Given instruction:
Copy the records below with each "photo" swapped for "image" and nothing else altered. Leave the pictures out.

Dataset entries:
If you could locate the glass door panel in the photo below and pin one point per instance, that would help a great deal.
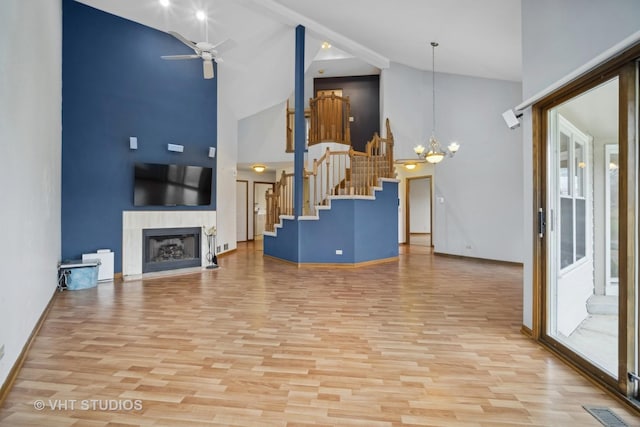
(582, 309)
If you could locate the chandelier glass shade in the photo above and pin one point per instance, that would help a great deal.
(434, 153)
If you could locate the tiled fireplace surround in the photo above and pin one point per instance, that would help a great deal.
(133, 222)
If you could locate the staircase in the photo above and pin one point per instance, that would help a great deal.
(335, 173)
(350, 198)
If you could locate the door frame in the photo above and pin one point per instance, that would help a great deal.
(246, 208)
(407, 206)
(624, 67)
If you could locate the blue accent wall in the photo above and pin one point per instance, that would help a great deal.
(365, 230)
(115, 85)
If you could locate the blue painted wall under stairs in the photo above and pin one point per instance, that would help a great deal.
(364, 229)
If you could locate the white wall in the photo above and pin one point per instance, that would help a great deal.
(262, 137)
(251, 177)
(557, 38)
(227, 158)
(478, 194)
(30, 165)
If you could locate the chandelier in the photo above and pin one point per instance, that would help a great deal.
(434, 153)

Result of this exercise:
If you could locate the glass door panel in the image below and pin one point per instance, that would help a great deal.
(582, 309)
If you could locate the chandelier glass shade in the image above and pin one point per instance, that would help a great deal.
(434, 153)
If you could locate the tiled fireplace surround in the image above and pin one point per instance, that would help a great deal.
(133, 222)
If you could locate the staircase in the image above and pin one point per instance, that would help a great deal.
(335, 173)
(350, 198)
If you could locate the door frame in the image above and pin one point per instance, that would help a great deal.
(246, 208)
(407, 206)
(624, 67)
If you could locate the blue accent wall in the image above and pin one point per instance, that would help a great deal.
(365, 230)
(115, 85)
If you could locate the blue painted wall under stairs in the image above and pin one point per instance, that would help a great deal.
(364, 229)
If you could locate the white wall in the image above and pin one point per instance, that would help a great deal.
(262, 137)
(251, 177)
(557, 38)
(227, 158)
(478, 194)
(30, 165)
If you could locate the chandelier in the image above and pin one point per instance, that would help a great deal.
(434, 153)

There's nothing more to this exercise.